PROVIDED TEXT ->
But I've also been having thoughts here and there about what it would feel like to be on the receiving end of vaginal penetration with whatever whatever. These came from a few months before I started consciously thinking about SRS. I remember I even spoke with one of my friends about having fleeting curiosities, and nothing much came of it because I had another emotional/life disaster that claimed 100% of my attention right after LMAOOOOOO
Up to this point I had held the stance that, as I'm not interested in or curious about sex, and I doubt anyone but me is going to see it, it's just a matter of choosing the form of my dopamine lever. And I don't care, both kinds of genitals are ugly, so I might as well choose the safe, no-surgery option.
I'm still a very anxious person. I'm still incredibly nervous about the idea of the risks involved (especially since I already am apparently at higher risk of blood clotting), about having to go off estrogen for the time around the surgery... about having to go off ORGASMS for the time around the surgery (what a horror!) Having to dilate. Risking prolapse and/or tearing. Having to relearn how my body works again (I'm already finding that my current equipment has started functioning completely differently from how I'm used to it working...) Bleeding. The very danger of being put under for surgery (something I've never had to do) and taking on a major surgery.
Those things are all very valid and I have to weigh them some more.
But I think every part of my former stance is wrong.
I do have curiosity about sex, just not the role that I thought I was going to have.
It is part of the body that I show to the world, and to myself in the mirror - people will see it.
For this reason and more, it means a lot more to me than just choosing the form of my dopamine lever.
And I do care what form it takes. I have a preference, and it's for a vagina. This is why I tend not to give my female characters penises, even though I have no objection to them being trans.
Here I should note quickly that I've also devoted some thinking to the idea of nullge. And I did have some relief at the realization that the concept existed. But. Given that I have been having increasing thoughts about receiving penetration, and my immediate reaction to the idea of nullge was "Ahhhh, but it would be fun sometimes to... y'know..." I think that if I do decide to go for surgery, it wouldn't be to go to nullge.

DATA EXTRACT ->
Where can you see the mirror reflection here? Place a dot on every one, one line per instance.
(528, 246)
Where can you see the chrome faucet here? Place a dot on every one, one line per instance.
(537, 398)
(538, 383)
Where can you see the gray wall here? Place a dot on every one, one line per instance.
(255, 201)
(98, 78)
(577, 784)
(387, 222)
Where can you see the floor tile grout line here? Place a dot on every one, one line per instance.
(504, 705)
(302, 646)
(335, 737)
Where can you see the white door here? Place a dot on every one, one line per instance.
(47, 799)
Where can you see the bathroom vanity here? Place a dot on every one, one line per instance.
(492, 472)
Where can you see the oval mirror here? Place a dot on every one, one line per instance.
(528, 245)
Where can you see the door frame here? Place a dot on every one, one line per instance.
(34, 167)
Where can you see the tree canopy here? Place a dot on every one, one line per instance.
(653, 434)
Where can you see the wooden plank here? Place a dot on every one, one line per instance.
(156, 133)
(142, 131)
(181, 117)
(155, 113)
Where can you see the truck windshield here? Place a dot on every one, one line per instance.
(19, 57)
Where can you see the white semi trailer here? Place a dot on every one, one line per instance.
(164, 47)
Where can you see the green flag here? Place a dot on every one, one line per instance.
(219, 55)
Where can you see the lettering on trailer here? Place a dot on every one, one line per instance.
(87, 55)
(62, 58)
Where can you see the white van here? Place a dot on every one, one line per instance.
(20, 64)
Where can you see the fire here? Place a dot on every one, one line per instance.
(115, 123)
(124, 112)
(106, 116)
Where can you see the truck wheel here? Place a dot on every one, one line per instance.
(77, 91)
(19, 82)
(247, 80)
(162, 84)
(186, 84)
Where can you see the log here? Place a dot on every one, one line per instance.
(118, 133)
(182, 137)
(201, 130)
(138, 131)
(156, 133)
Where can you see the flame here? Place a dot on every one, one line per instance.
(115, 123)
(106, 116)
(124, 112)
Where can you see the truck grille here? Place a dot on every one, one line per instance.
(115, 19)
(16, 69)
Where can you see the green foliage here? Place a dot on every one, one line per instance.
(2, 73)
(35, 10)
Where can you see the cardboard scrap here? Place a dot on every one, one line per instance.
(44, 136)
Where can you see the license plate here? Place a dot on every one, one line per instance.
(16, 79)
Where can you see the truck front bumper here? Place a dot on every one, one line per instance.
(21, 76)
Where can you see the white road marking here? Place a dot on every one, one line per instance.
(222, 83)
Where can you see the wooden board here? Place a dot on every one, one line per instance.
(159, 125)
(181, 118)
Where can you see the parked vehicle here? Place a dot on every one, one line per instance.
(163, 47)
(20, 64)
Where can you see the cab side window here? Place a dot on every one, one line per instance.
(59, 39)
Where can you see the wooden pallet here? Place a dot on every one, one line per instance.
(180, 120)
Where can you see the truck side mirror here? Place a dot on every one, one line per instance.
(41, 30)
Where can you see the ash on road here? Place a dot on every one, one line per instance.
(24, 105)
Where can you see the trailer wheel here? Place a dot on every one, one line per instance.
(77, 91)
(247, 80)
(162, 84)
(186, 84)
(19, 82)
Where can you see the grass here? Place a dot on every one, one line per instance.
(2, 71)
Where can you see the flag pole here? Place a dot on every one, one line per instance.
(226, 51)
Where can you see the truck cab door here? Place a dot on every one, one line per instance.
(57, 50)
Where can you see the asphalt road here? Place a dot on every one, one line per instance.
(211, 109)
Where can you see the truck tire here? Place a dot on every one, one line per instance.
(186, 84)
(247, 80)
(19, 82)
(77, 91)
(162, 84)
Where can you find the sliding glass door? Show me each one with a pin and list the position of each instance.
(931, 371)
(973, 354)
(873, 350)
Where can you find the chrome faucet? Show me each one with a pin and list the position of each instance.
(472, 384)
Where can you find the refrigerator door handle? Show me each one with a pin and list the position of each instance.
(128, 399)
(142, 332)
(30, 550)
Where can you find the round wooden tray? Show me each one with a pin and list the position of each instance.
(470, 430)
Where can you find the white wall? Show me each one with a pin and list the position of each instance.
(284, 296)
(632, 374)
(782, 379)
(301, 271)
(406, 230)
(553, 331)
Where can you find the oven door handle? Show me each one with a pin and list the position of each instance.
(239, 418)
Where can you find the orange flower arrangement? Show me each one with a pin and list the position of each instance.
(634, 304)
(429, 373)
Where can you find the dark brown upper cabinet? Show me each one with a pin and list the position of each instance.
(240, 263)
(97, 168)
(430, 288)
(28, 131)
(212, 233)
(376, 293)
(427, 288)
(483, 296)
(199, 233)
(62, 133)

REQUIRED WORK ->
Continue the personal post about weighing SRS, picking up right after its last paragraph, the one about nullge.

TASK RESULT ->
Anyway. TMI info dump over.
DM me how you feel about your genitals You know what, no. Not even I'm dumb enough to invite that shitstorm upon myself in the name of jokes.
... But I mean, if we're mutuals and you have something to say on this subject, I wouldn't mind hearing it!
EDITED TO ADD: I had a nice conversation with one of my mutuals on this. And, yeah, I think that as much as I was being very diligent about making sure that I was not investigating SRS to better 'fit in' or 'fit the stereotype', I think I was a lot less diligent about making sure that I was not trying to avoid SRS to 'fit in' or 'fit the stereotype'.
I know a lot of people who either can't or don't want to get bottom surgery. And I want them to feel unbelievably valid. Some of them are proud of the plumbing they have, and they should be!
Now that I'm facing this issue thoughtfully and consciously, I can say - sure, I don't think having a penis makes a woman less of a woman, or makes a woman less attractive, or less socially fitting, or any of those other things.
I just think having a penis is not something that's part of my desired self image.
And in the name of fitting in I think I kind of swallowed that. As I deepened my transition, I tried to emulate the kinds of people I surrounded myself with and be like "yay rah I love my dick! and I'm so valid for having it!"
(But I do not, in fact, love my dick. And I am valid for having it but I am also valid for wanting to get rid of it.)